=== Begin Enclosure ===
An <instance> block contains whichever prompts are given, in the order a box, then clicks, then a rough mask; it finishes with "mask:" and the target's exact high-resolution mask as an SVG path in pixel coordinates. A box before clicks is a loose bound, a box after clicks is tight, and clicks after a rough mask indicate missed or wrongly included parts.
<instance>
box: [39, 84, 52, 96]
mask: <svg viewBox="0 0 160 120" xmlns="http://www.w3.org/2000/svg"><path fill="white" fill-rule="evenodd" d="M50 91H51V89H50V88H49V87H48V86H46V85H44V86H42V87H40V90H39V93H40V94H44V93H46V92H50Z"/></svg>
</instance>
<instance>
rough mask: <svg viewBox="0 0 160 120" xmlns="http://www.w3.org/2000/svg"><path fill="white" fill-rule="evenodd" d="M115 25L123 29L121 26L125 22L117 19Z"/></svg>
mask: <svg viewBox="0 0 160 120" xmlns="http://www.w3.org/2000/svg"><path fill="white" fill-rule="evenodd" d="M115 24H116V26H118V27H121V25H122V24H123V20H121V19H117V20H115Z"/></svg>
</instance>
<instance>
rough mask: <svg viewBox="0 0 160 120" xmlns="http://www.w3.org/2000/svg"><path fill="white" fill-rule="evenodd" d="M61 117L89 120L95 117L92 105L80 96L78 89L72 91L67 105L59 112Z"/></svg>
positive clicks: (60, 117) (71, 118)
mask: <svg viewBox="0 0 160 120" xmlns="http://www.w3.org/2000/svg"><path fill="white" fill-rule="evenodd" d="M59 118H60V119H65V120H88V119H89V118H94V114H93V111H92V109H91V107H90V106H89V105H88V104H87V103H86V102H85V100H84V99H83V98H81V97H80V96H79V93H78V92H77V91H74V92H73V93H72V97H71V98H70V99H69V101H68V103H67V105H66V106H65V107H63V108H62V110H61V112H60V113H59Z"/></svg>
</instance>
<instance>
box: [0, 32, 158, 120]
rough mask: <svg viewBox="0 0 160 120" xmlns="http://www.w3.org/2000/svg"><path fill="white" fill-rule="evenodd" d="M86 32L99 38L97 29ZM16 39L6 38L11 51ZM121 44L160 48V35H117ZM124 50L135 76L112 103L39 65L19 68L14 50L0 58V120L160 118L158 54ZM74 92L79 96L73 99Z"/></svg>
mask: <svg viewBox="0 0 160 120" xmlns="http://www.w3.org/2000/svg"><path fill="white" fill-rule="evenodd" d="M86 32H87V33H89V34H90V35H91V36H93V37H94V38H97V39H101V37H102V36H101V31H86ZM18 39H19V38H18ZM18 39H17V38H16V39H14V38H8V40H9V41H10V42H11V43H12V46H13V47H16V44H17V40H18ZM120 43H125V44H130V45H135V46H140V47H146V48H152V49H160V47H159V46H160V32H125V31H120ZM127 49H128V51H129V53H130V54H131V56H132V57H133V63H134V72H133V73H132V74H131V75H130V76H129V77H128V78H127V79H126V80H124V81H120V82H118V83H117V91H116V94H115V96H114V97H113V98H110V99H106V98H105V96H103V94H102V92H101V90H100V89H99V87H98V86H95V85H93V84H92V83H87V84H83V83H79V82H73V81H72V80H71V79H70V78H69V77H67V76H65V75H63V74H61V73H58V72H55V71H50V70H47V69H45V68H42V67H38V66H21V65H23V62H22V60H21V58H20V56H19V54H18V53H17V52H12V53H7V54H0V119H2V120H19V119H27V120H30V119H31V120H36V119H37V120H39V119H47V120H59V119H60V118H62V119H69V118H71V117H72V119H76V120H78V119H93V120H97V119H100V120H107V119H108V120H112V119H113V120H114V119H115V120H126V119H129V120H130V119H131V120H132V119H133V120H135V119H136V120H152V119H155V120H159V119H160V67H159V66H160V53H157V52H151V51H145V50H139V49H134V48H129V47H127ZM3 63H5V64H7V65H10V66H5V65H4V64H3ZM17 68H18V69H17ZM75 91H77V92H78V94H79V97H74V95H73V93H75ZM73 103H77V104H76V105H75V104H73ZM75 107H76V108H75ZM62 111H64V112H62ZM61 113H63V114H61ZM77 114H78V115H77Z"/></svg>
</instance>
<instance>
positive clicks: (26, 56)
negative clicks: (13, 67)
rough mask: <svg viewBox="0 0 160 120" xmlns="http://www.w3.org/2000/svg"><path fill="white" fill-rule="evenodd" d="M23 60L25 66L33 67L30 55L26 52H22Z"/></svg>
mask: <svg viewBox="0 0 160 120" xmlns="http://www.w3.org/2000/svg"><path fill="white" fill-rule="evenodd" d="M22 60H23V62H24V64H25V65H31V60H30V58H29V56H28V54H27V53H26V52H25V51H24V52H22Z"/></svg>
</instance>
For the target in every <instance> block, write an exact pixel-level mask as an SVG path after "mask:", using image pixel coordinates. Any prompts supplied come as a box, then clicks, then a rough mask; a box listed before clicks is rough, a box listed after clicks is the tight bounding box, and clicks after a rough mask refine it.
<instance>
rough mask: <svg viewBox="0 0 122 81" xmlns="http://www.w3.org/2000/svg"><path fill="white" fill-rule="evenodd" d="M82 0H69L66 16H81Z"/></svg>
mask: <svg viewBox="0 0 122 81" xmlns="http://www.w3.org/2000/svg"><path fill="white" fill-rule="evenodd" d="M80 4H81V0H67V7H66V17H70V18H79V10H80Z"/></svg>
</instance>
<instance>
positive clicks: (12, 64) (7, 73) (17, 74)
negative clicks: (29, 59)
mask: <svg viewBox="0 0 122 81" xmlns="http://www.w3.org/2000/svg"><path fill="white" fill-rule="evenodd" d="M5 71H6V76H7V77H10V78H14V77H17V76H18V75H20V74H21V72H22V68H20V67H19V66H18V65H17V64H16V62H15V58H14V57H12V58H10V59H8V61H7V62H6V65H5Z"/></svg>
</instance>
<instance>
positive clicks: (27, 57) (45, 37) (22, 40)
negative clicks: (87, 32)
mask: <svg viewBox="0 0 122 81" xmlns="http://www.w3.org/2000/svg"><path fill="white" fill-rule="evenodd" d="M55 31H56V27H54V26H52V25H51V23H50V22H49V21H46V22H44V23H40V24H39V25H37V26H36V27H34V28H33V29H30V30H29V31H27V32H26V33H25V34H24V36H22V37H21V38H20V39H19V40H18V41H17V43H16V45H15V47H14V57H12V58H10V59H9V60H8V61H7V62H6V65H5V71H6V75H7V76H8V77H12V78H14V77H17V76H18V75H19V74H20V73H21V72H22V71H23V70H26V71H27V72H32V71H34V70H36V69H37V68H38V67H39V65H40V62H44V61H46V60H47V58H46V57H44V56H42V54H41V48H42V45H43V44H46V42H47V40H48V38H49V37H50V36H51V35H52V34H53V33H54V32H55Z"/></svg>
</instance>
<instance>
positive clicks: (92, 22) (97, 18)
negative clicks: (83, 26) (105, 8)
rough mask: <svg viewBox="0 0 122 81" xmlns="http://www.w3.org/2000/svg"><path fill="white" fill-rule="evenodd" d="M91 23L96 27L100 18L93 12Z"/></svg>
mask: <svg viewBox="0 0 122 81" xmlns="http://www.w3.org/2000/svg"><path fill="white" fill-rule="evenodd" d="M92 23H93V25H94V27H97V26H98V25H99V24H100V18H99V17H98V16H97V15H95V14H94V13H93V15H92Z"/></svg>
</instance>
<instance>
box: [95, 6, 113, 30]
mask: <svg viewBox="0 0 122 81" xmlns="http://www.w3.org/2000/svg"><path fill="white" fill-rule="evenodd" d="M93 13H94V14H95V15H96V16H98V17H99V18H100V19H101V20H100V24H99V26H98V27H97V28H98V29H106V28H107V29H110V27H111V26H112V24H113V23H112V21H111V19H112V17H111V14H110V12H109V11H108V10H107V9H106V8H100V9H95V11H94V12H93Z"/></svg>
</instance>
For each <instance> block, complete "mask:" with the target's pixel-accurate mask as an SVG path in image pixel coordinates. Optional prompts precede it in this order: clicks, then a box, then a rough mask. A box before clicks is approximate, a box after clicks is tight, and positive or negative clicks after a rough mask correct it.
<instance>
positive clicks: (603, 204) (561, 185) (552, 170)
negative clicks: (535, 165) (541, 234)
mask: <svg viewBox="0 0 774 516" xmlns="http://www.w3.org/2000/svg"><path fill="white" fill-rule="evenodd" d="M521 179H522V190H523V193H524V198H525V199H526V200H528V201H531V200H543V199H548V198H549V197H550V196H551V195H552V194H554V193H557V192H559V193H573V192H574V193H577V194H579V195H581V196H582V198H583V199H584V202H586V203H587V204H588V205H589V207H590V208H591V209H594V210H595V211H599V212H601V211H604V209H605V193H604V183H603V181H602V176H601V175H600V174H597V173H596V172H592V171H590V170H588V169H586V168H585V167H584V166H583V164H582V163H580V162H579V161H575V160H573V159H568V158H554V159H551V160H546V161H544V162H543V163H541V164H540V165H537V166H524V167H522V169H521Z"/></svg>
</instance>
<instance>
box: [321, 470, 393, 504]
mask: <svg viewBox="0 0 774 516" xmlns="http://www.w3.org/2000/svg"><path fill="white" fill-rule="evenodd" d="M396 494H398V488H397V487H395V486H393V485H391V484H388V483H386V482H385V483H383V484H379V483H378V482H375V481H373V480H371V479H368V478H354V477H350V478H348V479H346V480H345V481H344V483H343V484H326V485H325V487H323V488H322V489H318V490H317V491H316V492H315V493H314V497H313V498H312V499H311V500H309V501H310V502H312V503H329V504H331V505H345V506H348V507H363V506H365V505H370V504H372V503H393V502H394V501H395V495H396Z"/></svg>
=== End Enclosure ===
Assigned task. The lines to copy are those in the records above containing the word "image".

Your response.
For the target in every <instance> block, write an exact pixel-level mask as an SVG path after "mask:", using image pixel coordinates. Any prompts supplied come as a box, then clicks, then a rough mask; a box listed before clicks is rough, a box listed after clicks is the tight bounding box, and clicks after a rough mask refine it.
For each <instance> block, complete "mask:" with the target's pixel-accurate mask as an SVG path in image pixel coordinates. Optional prompts precede it in this order: clicks, then a box, then a rough mask. A box before clicks is approximate, a box after clicks is tight, and positive or negative clicks after a rough mask correct it.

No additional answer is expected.